Saved data entries:
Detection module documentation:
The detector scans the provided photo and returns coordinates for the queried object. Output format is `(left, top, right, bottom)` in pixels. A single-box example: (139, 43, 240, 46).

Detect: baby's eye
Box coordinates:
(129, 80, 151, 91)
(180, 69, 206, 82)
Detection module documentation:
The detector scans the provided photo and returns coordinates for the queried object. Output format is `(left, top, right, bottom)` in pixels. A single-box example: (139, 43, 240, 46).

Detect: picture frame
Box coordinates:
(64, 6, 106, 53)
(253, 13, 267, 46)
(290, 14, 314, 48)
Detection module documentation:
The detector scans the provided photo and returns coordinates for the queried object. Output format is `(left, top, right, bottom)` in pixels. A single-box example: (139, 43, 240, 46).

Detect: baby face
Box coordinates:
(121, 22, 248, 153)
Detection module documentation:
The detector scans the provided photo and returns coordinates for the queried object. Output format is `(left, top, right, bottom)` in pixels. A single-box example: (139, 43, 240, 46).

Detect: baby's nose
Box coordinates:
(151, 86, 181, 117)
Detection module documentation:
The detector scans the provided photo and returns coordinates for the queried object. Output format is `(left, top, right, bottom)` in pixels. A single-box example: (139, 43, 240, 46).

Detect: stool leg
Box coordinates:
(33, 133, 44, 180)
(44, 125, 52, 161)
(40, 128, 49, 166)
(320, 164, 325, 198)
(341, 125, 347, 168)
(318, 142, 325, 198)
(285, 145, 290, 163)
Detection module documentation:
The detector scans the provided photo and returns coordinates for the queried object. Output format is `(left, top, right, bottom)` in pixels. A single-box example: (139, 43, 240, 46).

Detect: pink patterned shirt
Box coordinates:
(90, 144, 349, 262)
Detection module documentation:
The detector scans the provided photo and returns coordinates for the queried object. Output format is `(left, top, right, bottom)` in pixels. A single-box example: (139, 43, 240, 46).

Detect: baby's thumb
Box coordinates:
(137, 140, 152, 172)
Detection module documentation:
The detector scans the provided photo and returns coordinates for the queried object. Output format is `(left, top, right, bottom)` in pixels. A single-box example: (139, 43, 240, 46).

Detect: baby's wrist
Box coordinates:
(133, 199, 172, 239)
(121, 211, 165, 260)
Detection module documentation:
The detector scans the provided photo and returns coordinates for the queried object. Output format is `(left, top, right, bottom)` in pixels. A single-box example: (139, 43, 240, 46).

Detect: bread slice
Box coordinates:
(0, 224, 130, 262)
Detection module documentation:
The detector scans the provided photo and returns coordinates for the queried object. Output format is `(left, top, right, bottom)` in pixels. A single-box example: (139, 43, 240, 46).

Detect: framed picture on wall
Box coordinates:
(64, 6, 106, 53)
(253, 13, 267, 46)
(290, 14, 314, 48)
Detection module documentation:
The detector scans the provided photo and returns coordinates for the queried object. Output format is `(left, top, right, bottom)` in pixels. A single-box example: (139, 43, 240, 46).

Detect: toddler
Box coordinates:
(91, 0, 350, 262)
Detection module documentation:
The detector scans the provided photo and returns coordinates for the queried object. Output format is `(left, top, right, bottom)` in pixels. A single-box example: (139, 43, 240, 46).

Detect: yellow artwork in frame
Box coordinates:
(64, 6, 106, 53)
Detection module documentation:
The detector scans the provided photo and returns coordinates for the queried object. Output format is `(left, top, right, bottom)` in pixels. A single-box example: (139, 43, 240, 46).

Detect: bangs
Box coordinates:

EXERCISE ▸ The answer must consist solely of the lines from the first line of the data to the line holding "Detect: picture frame", each given again exactly.

ANSWER FOR THE TASK ▸
Detection module documentation:
The detector scans the provided photo and returns coordinates for the queried object. Output format is `(left, top, right, bottom)` in pixels. A single-box example: (139, 43, 240, 46).

Detect: baby's eye
Box coordinates:
(129, 80, 151, 91)
(180, 69, 206, 82)
Detection module documentation:
The detector scans the provided photo and returns coordinates for the queried object. Output format is `(left, top, right, bottom)` in pixels. A single-box example: (139, 43, 240, 46).

Detect: picture frame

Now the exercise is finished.